Text provided:
I wrote about the importance of research and observation as a writer the other day. I mentioned it because it was the topic I was giving my writing group.
This is what I wrote – an extract from my little book So You Want To Write:
If you decide to set your novel in an interesting or unusual place, even if you have been there yourself, you may need to do some research to add detail and to make sure your facts are correct.
If your story is set in the past you may need to find out about how people lived in those days. The same applies to character and plot. If your hero is an Albanian, or your heroine is an astrophysicist, you need to make sure you know something about Albania or astrophysics. It is very easy to do research now with the vast resources of the internet, but you may also like to visit your library or local museum. Other people are a great resource; if your story is set in the recent past, interview people who were alive at that time; if your story is set in another place or country you may know someone who has lived, worked, or been there. You may be able to visit some of the places your story is set if they are local to you. Adding extra detail adds interest for your readers; it brings your story alive and makes it more believable.
To illustrate my point I shared an extract from my new book Saltpans, which I hope will be published at the beginning of the summer. This is a sneak preview, from the first draft so there are very likely to be changes and alterations and much editing before it appears in print!
Thomas is researching his wife’s family history; her grandmother was Marie Lesesnes – called Mary, and her sister Azurine in the newspaper reports he reads about dramatic events in the second year of WW1:
Back to January 1915, and a zeppelin, the L3 commanded by Kapitanlieutenant Karl Fritz, made landfall over the Norfolk coast between Happisburgh and Winterton. The Kapitanlieutenant’s target was the naval port of Yarmouth, but maybe getting his eye in, he let slip a bomb over Happisburgh which fortunately missed most of the little village/town but landed on a disused hotel on the road between the village and Eccles…
The report isn’t that clear, but it seems Irene, aka Azurine and her little nine year-old sister Mary were rescued from the burning building by brave eighteen year-old Anthony Finch, who is surely the young milk car man Anatole de Brossard Finch… It says in the article that the brave young man would be awarded a civic medal – he was a dairyman on a local farm just off Blacksmith’s Lane apparently… and Azurine and Marie were in the deserted hotel… how mysterious!

Entries supplied:

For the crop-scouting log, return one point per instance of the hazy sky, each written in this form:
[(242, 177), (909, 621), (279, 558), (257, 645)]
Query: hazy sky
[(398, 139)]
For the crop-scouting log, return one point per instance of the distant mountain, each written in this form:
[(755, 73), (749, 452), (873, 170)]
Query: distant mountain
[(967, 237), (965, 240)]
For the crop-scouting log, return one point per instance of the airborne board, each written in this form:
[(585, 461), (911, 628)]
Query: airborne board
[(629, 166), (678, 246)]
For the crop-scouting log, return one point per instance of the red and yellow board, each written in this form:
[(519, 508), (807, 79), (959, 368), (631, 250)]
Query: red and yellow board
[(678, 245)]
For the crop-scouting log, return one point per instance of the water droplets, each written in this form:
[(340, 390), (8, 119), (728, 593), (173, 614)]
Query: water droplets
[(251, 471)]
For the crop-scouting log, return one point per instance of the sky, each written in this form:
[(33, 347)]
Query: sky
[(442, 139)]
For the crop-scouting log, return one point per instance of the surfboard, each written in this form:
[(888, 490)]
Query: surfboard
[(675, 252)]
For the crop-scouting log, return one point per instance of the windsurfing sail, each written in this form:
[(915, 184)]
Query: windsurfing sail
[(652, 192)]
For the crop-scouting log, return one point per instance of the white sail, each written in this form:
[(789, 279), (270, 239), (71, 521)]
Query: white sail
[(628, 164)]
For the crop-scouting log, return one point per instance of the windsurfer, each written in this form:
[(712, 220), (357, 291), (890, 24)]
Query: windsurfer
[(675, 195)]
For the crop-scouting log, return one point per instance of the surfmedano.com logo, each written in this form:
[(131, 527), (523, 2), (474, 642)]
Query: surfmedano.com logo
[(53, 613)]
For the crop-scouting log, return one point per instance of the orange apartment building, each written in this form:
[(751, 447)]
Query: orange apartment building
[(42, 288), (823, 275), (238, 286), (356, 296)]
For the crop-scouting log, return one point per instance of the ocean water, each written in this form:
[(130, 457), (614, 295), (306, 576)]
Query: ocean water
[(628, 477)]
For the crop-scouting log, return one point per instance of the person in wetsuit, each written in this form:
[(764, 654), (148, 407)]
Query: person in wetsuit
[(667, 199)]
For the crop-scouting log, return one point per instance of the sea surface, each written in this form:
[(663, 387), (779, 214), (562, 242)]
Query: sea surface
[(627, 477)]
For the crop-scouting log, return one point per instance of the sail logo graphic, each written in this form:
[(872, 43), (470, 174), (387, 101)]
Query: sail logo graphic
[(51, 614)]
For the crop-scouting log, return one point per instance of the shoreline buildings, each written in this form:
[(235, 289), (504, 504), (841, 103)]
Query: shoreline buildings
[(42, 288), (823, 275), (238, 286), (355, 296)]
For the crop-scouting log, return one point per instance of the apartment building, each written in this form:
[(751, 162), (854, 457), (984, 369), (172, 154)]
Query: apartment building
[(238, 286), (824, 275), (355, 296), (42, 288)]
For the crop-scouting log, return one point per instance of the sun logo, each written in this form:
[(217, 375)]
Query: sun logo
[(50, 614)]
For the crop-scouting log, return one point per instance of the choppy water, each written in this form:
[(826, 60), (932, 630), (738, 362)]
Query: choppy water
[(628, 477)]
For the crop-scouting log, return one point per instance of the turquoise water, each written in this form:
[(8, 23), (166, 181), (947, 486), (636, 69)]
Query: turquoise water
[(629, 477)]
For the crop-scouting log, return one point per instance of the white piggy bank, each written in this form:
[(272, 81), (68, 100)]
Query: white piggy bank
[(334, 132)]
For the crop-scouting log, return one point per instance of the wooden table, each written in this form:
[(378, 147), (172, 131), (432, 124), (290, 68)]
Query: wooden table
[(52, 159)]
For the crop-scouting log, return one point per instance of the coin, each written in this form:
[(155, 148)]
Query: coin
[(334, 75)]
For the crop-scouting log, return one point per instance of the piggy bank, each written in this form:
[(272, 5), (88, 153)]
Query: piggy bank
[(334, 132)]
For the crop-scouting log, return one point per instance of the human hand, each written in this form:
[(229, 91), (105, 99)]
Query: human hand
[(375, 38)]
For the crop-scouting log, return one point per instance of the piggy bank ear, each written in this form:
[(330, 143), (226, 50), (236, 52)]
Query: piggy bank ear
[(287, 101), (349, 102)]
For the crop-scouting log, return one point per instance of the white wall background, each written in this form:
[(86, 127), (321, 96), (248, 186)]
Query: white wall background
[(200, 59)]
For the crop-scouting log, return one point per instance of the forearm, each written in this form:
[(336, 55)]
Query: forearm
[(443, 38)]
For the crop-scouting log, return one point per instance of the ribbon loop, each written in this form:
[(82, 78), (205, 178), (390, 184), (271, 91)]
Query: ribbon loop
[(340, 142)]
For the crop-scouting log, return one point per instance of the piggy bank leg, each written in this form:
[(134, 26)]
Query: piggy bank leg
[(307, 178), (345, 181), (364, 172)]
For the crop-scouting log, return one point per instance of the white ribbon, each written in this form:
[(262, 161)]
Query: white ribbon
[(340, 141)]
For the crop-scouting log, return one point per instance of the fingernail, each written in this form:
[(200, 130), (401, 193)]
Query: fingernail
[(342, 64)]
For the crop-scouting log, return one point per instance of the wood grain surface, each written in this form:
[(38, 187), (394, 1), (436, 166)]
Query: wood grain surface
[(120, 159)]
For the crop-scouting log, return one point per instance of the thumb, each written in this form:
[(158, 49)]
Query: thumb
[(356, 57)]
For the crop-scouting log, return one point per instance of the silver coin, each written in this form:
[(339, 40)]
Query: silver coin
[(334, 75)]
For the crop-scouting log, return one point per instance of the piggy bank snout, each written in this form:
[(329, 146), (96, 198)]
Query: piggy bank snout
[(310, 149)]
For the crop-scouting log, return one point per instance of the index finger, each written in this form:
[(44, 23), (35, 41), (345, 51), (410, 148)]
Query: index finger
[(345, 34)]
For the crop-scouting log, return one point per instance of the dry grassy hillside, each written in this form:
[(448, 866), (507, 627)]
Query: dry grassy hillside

Set tasks:
- a) Name every place mentioned in the Saltpans extract within the post on research and observation above.
- b) In the post on research and observation, which zeppelin crossed the Norfolk coast in January 1915?

Solutions in order:
- a) Norfolk coast, Happisburgh, Winterton, Yarmouth, Eccles, Blacksmith's Lane

- b) The L3, commanded by Kapitanlieutenant Karl Fritz.